[Textabschnitt]
----

Autograf: Universitätsbibliothek Kassel - Landesbibliothek und Murhardsche Bibliothek der Stadt Kassel (D-Kl), Sign. 4° Ms. Hass. 287

Ein Stück Hamburg. Rauchfleisch,
in Leinen gepackt HS.
an Herrn L. Spohr
Doctor & Hofcapellmeister
in
Cassel

franco!1


Hochgeehrter Herr!

Meine Drohung, Sie mit einer Hamburgersie zu belästigen – ist ausgeführt – ich habe das Risico übernommen auf Ihre Güte & Nachsicht2 gegen den enthusiastischen Hamburger Musik & Buchdlr. bauend. Für die Königin Hausfrau ist auf umstehender Seite das Nöthige bemerkt. Sobald ich in Erfahrung gebracht – ob Austern dem fürstlichen Künstler zusagen – so rückt eine ArrièreGarde in Cassel ein. –
Daß an der Sache zwischen Ihnen und meinem Frd. Ole Bull Nichts ist – habe ich von Letzterem freudig vernommen und werde ich in der Biographie welche ich von ihm drucke, die Berichtigung besonders hervorheben lassen.3 Solche Irrthümer müssen berichtigt werden.

----

[Bereitgestelltes Material]
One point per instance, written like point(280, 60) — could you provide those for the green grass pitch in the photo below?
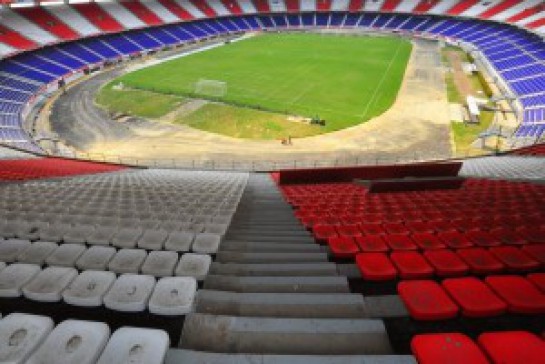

----

[Schriftliche Aufgabe]
Beantworten Sie die folgenden Fragen zum Brief an Spohr.
(a) Was wurde laut der Aufschrift in Leinen gepackt verschickt?
(b) Was will der Schreiber erst in Erfahrung bringen, bevor eine Arrière-Garde in Cassel einrückt?
(c) Was will der Schreiber in der Biographie Ole Bulls besonders hervorheben lassen?

[Lösung der Aufgabe]
(a) Verschickt wurde ein Stück Hamburger Rauchfleisch.
(b) Er will in Erfahrung bringen, ob Austern dem fürstlichen Künstler zusagen.
(c) Er will die Berichtigung besonders hervorheben lassen, dass an der Sache zwischen Spohr und Ole Bull nichts ist.